**Extracted records**
----------

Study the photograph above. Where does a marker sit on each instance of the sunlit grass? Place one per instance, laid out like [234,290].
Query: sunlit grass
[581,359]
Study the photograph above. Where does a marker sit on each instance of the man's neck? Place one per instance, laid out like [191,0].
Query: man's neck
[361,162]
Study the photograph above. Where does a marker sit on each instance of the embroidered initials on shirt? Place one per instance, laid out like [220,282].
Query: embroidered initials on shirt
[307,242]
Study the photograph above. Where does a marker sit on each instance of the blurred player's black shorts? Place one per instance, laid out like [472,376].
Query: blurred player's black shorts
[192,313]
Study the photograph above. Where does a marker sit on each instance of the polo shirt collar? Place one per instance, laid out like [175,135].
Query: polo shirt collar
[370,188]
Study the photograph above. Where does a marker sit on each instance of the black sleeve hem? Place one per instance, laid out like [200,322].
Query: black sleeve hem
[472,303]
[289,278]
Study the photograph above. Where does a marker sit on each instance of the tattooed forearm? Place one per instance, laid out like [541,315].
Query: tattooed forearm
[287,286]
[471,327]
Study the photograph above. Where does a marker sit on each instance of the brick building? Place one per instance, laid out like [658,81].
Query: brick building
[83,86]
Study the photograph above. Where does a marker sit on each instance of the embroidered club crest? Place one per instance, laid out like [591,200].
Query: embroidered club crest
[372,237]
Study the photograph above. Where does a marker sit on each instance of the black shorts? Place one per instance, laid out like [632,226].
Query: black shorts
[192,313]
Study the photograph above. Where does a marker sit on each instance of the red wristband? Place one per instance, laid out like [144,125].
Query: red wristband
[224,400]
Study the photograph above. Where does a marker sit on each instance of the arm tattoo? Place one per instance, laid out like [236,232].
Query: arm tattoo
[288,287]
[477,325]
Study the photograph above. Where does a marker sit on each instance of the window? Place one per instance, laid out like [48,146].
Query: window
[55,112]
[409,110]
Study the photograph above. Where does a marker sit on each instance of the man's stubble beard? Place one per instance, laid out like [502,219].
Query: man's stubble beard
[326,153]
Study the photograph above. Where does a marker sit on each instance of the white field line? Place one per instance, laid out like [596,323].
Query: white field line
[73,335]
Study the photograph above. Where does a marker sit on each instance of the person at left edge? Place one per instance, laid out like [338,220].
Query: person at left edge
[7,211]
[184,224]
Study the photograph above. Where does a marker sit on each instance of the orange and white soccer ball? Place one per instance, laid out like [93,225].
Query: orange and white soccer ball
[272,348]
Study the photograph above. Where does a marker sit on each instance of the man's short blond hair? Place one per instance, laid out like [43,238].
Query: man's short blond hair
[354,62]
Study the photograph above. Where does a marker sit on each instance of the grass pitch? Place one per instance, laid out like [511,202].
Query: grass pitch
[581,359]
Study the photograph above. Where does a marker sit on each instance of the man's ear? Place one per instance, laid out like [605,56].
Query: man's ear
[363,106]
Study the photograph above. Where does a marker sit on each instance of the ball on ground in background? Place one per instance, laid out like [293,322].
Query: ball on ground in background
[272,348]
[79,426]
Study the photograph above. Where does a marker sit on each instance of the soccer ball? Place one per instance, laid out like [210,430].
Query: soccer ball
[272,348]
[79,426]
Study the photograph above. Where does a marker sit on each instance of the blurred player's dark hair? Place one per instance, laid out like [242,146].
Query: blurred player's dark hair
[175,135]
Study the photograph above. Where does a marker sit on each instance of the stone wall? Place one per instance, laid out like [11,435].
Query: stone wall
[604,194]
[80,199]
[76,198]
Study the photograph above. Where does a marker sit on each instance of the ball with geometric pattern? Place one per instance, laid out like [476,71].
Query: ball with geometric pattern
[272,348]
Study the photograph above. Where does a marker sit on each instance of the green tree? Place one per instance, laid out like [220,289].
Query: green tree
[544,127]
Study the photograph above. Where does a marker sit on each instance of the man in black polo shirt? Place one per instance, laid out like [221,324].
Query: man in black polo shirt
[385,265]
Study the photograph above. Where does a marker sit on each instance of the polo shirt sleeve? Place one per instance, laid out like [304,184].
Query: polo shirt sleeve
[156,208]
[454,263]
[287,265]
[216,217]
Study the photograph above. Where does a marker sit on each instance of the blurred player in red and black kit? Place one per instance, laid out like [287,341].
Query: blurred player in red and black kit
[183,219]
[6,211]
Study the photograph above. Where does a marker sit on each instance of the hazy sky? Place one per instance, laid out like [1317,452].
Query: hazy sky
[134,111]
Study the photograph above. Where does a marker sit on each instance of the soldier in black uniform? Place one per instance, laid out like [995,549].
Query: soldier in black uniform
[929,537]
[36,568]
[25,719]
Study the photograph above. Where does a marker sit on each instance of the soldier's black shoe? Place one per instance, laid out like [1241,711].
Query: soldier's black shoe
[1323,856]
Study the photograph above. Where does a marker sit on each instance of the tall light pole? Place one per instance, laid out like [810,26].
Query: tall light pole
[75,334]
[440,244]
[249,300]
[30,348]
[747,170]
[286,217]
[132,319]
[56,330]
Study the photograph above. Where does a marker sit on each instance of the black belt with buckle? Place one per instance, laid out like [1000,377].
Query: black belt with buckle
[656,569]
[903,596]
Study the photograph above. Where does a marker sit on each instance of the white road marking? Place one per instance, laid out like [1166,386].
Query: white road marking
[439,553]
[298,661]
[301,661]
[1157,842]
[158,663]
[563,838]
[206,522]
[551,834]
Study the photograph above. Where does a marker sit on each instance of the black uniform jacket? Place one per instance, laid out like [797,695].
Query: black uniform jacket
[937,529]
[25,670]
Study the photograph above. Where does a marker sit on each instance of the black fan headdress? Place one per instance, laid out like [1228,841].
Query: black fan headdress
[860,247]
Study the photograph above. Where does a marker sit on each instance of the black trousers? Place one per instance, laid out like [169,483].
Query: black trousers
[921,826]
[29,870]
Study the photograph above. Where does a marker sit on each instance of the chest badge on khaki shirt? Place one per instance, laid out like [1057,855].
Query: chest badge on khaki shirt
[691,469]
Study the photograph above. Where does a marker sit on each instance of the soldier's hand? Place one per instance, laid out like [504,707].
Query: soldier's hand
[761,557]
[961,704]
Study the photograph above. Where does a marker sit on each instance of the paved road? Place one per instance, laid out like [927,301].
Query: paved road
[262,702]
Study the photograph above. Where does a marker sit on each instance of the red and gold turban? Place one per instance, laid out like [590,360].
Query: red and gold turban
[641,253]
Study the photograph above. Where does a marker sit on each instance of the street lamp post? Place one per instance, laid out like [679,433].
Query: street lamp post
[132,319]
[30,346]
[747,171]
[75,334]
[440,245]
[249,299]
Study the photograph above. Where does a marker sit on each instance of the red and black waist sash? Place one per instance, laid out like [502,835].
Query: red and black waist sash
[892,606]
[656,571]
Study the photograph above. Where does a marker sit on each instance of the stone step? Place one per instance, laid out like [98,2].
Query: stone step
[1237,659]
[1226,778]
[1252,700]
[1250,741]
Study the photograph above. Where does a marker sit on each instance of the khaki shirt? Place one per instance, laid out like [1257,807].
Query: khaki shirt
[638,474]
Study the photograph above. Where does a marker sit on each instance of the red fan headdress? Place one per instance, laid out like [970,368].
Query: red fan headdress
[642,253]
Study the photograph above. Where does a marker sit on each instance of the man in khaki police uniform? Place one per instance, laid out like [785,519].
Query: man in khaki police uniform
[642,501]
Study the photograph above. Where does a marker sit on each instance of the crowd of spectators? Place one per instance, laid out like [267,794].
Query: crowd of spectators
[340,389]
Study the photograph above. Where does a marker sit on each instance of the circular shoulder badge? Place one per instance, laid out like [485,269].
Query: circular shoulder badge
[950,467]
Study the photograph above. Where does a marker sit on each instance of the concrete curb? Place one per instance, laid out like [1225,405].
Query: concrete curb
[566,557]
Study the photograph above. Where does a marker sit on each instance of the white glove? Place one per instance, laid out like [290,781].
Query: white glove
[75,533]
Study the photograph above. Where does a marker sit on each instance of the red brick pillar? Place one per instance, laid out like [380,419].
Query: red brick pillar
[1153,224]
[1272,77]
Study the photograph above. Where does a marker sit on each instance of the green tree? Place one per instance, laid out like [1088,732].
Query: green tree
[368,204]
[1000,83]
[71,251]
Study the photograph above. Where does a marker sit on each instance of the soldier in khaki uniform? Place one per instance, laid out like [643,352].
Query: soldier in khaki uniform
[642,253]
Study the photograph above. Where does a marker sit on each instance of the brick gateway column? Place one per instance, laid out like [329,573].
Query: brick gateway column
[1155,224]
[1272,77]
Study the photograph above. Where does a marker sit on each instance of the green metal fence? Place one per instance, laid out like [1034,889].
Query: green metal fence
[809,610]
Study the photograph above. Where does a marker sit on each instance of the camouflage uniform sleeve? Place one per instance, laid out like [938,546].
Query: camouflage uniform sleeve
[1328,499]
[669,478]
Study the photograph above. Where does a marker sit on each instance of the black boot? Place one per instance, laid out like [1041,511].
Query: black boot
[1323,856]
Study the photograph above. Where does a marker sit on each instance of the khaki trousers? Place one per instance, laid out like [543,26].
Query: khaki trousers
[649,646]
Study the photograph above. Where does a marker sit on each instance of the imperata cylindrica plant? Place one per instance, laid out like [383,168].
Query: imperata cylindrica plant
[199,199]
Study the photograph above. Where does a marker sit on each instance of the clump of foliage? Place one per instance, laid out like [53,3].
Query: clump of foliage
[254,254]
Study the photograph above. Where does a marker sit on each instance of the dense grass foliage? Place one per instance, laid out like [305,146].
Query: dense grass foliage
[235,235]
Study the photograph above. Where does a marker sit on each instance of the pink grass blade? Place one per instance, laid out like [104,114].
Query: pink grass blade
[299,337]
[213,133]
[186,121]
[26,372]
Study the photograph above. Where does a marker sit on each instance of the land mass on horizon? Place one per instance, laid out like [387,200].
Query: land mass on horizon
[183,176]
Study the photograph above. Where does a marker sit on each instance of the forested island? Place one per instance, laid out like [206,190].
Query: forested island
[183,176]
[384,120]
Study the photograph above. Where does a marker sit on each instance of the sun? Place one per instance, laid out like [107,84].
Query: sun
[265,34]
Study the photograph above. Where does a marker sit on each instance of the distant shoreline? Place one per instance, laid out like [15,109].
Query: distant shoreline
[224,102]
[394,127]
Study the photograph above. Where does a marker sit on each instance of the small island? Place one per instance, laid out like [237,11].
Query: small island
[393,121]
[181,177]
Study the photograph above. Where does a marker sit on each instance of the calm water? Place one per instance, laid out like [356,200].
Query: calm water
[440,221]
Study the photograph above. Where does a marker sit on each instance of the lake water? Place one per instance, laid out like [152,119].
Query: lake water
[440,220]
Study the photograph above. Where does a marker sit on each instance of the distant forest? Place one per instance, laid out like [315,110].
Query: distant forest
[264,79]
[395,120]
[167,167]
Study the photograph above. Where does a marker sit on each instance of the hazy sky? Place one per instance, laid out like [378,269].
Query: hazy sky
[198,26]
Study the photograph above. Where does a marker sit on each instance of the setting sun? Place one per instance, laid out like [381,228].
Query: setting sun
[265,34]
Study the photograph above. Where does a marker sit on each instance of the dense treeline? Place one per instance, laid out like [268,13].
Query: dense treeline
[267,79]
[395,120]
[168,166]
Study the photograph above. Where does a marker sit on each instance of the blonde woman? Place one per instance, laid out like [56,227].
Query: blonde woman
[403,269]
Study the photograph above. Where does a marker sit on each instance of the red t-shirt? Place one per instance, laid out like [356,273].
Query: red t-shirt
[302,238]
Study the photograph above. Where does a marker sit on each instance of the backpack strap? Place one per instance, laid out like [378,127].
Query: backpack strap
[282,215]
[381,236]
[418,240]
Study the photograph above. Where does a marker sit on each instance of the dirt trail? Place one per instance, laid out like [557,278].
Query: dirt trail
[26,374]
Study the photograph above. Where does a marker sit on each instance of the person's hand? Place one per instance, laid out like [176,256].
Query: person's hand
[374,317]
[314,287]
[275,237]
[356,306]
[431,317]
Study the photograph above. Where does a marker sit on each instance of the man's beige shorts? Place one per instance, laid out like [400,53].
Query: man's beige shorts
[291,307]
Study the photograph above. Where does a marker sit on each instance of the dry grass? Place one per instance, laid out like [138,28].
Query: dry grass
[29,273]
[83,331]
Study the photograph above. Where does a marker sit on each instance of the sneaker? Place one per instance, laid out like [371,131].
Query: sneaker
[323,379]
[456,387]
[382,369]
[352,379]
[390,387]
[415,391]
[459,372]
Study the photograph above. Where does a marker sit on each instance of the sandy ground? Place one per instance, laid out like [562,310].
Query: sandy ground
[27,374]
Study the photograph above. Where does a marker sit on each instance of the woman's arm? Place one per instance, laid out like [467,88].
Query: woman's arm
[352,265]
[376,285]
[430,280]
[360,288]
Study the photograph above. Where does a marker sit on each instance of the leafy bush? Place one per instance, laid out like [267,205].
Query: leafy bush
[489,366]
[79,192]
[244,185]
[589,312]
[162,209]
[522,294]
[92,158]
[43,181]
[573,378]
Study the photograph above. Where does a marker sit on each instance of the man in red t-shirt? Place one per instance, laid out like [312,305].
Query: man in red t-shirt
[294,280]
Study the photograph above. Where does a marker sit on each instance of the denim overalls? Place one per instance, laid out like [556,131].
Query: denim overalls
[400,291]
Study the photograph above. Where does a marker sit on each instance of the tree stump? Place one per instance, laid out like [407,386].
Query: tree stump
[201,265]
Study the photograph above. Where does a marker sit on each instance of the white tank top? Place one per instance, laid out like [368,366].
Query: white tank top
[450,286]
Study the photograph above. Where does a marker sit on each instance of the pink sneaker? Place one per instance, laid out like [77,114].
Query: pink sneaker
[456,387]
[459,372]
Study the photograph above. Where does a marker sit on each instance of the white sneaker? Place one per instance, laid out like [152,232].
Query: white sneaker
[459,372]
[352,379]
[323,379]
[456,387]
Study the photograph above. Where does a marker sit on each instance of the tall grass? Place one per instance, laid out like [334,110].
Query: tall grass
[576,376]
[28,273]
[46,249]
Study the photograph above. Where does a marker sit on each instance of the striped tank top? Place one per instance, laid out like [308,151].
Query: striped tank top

----------

**Stated exercise**
Your output consists solely of the lines from the one with "out like [152,232]." through the last line, copied exactly.

**Task output**
Study the photograph above. Where does a marker sit on each instance of the white sneaker? Place one per instance, laid out like [152,232].
Query: white sneaker
[459,372]
[352,379]
[323,379]
[456,387]
Study the photograph above. Where does a marker sit on each instance of the tall grass? Place one per instance, laid out like [334,110].
Query: tall grass
[576,376]
[28,273]
[46,249]
Study the photograph above. Where does a marker sit on each instance of the striped tank top? Place one per instance, laid out like [308,151].
Query: striped tank top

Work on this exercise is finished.